What the task requires
Keep the wording of each record exactly the same when you repeat it, and leave out pictures.

Point-per-instance localization data

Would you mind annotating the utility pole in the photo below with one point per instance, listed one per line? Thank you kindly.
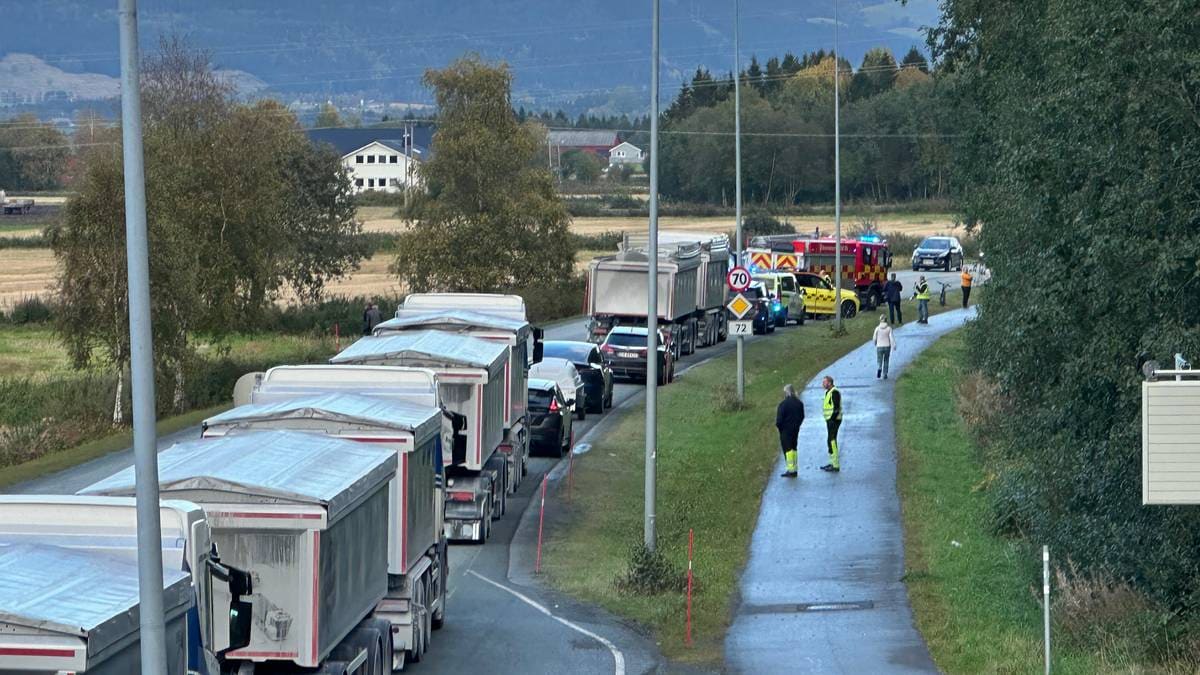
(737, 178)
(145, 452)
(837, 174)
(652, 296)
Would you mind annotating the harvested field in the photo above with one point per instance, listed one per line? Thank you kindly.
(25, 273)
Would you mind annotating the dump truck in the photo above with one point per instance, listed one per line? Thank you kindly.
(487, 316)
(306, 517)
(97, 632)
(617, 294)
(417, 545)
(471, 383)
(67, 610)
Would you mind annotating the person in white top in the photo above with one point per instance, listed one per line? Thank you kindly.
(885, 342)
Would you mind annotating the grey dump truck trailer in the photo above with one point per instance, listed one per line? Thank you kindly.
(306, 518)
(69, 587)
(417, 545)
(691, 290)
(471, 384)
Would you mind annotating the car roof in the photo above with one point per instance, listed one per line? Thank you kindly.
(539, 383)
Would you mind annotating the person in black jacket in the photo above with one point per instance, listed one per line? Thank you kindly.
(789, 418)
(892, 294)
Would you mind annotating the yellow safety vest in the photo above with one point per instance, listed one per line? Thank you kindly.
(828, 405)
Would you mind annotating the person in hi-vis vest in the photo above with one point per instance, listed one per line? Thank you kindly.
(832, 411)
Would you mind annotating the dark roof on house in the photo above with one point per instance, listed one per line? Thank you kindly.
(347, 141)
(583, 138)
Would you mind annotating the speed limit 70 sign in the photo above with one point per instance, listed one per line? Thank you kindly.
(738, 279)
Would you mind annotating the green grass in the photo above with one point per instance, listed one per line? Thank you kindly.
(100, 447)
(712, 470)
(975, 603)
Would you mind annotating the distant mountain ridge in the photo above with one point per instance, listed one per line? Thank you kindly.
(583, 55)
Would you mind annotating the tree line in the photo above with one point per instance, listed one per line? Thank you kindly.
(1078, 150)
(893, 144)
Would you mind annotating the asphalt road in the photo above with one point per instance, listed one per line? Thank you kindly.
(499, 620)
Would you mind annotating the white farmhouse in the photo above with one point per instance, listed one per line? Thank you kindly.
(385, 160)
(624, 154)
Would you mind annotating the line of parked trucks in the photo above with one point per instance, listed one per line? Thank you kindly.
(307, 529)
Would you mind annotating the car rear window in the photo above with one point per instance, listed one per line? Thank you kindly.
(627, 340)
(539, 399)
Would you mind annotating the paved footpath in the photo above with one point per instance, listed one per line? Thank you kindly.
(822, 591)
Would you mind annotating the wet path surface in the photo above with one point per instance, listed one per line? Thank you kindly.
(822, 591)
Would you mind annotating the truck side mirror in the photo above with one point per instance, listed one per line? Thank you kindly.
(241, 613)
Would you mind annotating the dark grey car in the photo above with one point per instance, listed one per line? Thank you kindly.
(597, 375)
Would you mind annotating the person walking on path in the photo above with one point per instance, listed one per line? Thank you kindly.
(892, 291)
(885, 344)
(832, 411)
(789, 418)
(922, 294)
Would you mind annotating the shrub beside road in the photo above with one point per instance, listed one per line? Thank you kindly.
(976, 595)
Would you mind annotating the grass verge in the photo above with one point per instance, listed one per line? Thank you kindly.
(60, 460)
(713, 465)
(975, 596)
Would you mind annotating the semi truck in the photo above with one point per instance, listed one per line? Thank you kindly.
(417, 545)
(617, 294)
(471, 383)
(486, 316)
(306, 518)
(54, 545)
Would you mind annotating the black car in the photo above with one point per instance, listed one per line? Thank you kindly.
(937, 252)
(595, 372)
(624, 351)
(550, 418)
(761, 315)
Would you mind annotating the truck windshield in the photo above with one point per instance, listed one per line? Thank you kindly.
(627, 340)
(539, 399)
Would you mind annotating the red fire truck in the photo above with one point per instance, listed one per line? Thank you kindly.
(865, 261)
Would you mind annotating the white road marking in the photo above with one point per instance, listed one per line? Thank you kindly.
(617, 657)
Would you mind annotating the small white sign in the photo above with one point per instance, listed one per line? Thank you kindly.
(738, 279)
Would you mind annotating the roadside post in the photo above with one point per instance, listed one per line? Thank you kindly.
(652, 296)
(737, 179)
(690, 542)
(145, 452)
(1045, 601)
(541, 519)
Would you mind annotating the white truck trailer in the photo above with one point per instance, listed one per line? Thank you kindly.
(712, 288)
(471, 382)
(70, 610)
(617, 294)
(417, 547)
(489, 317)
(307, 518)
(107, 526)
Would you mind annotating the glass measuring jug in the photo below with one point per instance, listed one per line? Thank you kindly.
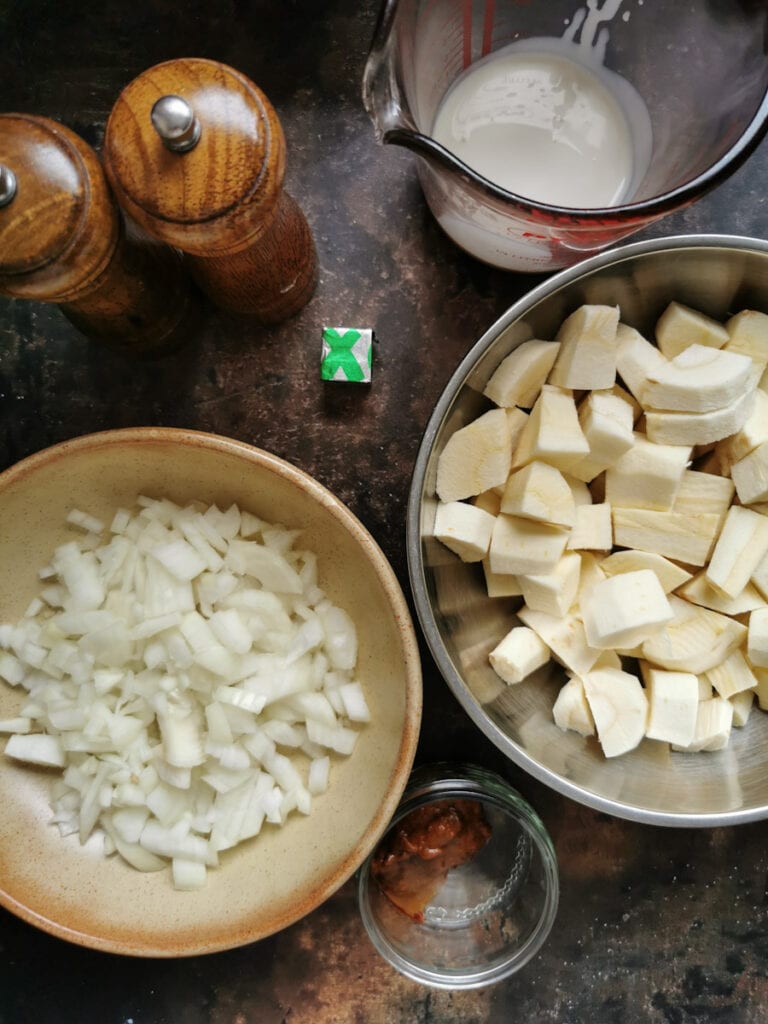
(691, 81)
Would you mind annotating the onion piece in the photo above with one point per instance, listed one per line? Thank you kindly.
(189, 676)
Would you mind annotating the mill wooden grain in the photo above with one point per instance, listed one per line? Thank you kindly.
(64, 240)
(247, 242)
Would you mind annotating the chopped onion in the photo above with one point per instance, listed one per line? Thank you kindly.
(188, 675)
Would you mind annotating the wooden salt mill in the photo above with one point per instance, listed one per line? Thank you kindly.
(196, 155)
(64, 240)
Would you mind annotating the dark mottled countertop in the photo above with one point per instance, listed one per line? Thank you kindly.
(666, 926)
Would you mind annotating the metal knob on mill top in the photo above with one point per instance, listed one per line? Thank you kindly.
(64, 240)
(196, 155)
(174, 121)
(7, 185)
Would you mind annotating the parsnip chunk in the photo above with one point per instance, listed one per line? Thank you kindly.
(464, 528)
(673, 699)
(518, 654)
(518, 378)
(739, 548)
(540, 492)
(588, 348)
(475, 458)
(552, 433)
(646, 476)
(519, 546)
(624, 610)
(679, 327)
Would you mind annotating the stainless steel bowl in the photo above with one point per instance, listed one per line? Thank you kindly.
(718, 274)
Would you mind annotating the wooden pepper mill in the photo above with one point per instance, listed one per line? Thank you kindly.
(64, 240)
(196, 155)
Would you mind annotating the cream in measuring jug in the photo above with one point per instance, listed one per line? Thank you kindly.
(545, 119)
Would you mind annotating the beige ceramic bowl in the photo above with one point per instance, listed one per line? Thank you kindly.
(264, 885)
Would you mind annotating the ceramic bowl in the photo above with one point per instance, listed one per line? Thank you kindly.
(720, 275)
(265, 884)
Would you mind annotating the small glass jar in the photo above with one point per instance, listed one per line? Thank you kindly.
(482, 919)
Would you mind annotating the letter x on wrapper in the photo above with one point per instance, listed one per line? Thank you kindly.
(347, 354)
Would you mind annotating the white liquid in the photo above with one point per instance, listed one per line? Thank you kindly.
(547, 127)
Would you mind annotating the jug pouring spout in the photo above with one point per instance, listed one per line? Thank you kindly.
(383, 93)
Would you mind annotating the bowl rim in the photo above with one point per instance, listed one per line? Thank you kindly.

Solution to this exercise
Would you mind annotating the utility pole in the photo below with one point per instance, listed one per line? Thank you kindly.
(737, 178)
(145, 452)
(837, 174)
(652, 296)
Would you mind annotating the harvested field in the photo above with one point per instance, listed one per line? Thank you kindly.
(25, 273)
Would you mind annotating the dump truck in the photo above with one point per instance, listed one per line? Thank you kindly.
(487, 316)
(306, 517)
(97, 632)
(617, 294)
(417, 545)
(471, 383)
(67, 610)
Would you mind annotating the person in white top in the photo above with one point per instance, listed one per line? Thank you kindly.
(885, 342)
Would you mind annotating the grey dump truck trailer in the photo above with one point per instance, listed one per line? Thank you kindly.
(306, 518)
(69, 587)
(417, 545)
(691, 290)
(471, 384)
Would you mind annotating the car roof in the photo above with one point per instance, listed one per line? Thank you kindly.
(539, 383)
Would you mind annotating the person in black jacket in the photo above with one point per instance, listed one per line? Thank you kindly.
(789, 418)
(892, 294)
Would you mind annotating the yellow safety vest in the photo above with one point per instance, listed one per line? Thank you kindly.
(828, 405)
Would you mind annotating the person in hi-vis vest in the photo above with one point per instance, listed one per line? Thank you kindly.
(832, 411)
Would you mind annotating the dark roof on house in the photo above with one point per instance, listed one per line? Thank you kindly.
(347, 141)
(583, 138)
Would you mind annotating the speed limit 70 sign in the photo above with one point per instance, listed one per line? Thank you kindly.
(738, 279)
Would you mind annotating the green grass in the photo above with one point per instance, listed one per line? Thank you kindly.
(100, 447)
(712, 470)
(975, 603)
Would you mind annotating the distant mountain ridge in the photo above with one point per instance, listed one per line? Thank you kindly.
(583, 55)
Would you mind annotating the tree line in the photo above with one point per instance, listed one per line? Thank you kindly.
(1078, 150)
(893, 144)
Would you mind annotating the asphalt road in the photo above with one point per instance, listed one per line? Thank you kindly.
(499, 620)
Would you mind annotating the white farmhouse in the photo above with one point per instance, listed one per line? Thank you kindly.
(385, 160)
(624, 154)
Would you mind annotating the line of parked trucks in the photo above with one point per instance, listed one per line? Thank you kindly.
(307, 529)
Would you mind annotating the car rear window in the photo above with one point per instance, listed one per line? Thank you kindly.
(627, 340)
(539, 399)
Would you mind annotating the paved footpath in the photo above with one point per instance, listed one per line? Thank you kindly.
(822, 591)
Would you mind annotating the wet path surface in the photo above with one point per instance, listed one per line? Thank you kindly.
(822, 591)
Would you mind annotating the truck side mirror in the photo above with one point per instance, listed one per line? Thank you kindly.
(241, 613)
Would you mind annotating the dark grey car in the photo above with one point per instance, listed one per line? Thank you kindly.
(597, 375)
Would you mind annotating the person walking on path in the photo above with one point per instance, listed one per line? Thank you kindly.
(892, 291)
(885, 344)
(832, 411)
(789, 418)
(922, 294)
Would you mind annotating the shrub beside road in the photo above with one point per instance, listed one per line? Thank you kindly.
(976, 595)
Would you mind annotating the grass verge in the photo above with one point per instance, listed one per line? Thank you kindly.
(60, 460)
(713, 465)
(975, 596)
Would you mind annotating the semi truck in the photo above with one point per instance, listed one per line? Thank you kindly.
(417, 545)
(617, 294)
(471, 383)
(486, 316)
(306, 518)
(54, 545)
Would you mind annotating the black car in the photo above with one point per instance, listed one per line? Thank you kindly.
(937, 252)
(595, 372)
(624, 351)
(550, 418)
(761, 315)
Would you mind annotating the truck windshield in the photo above with one point per instance, listed one per line? Thank you kindly.
(627, 340)
(539, 399)
Would you mind annotating the red fire truck in the photo above with one point per instance, listed one per line? Thank you kindly.
(865, 261)
Would you mind annotating the white road marking in the photo above with one point per instance, listed one per line? Thank you kindly.
(617, 657)
Would you mind annotating the small white sign in the photo above with one point per instance, listed one per line? Thank you kindly.
(738, 279)
Would you mind annotating the roadside post in the photo above with one point per instance, listed one per line? Thank you kindly.
(652, 296)
(737, 179)
(690, 542)
(145, 452)
(1045, 601)
(541, 519)
Would you mind annotating the white truck trailer in the photo above with one point per instance, listed one per line? Thank you kindly.
(712, 288)
(471, 382)
(70, 610)
(617, 294)
(417, 547)
(489, 317)
(307, 518)
(107, 526)
Would you mind annotating the glass measuring jug in the photo below with one point per instance, listed one per line? Thank you kindly.
(691, 81)
Would you mind annotating the onion piece in the photo above with one point per instance, listed one per line? Thank you kindly.
(189, 676)
Would you mind annotating the mill wooden grain in the photo above with one point per instance, listed one per line? Thank you kindly.
(64, 240)
(247, 242)
Would you mind annotating the chopped onion in the photo above with one point per instance, listed one per line? Thank you kindly.
(188, 675)
Would you mind annotating the wooden salt mill in the photo above with one point per instance, listed one per line? Thank you kindly.
(196, 155)
(64, 240)
Would you mind annotating the dark mottled countertop in the photo above with one point per instance, listed one per line? Thank you kindly.
(666, 926)
Would you mind annotating the metal knob on mill top in the photo above with one point per instance, listed one per line? Thank you kindly.
(64, 240)
(196, 155)
(174, 121)
(7, 185)
Would you mind annotating the parsnip chunk in the photo above with one point per instance, listed one per line? Thank you kindly.
(464, 528)
(673, 699)
(518, 654)
(518, 378)
(739, 548)
(540, 492)
(588, 348)
(475, 458)
(552, 433)
(646, 476)
(519, 546)
(624, 610)
(679, 327)
Would you mind annotating the stainless steel bowl in the photo above with one point per instance, listed one per line? Thank you kindly.
(718, 274)
Would you mind annotating the wooden pepper mill in the photo above with one point per instance, listed one per line? Thank you kindly.
(64, 240)
(196, 155)
Would you mind annotating the cream in measuring jug in the photo above with one point per instance, listed one per line? Thank you kindly.
(545, 119)
Would you mind annotating the beige ceramic bowl in the photo above with one point per instance, listed one per line? Thank you kindly.
(264, 885)
Would you mind annotating the ceramic bowl in the photo above with one point per instance, listed one per line? Thank you kindly.
(720, 275)
(265, 884)
Would you mind annotating the small glass jar in the photo above with one point per instance, listed one per line? Thank you kindly.
(482, 919)
Would you mind annotating the letter x on wrapper in the photo above with one point per instance, listed one per line? Thank you kindly.
(347, 354)
Would you mind annotating the white liquid in the photo above with one point per instance, listed one per line? Thank you kindly.
(547, 127)
Would you mind annotating the jug pouring spout in the photo above with one point per instance, listed one per line? Thank you kindly.
(383, 93)
Would you mind annotating the bowl rim in the photo above with one point per instance, listed one per line? Thank you kindly.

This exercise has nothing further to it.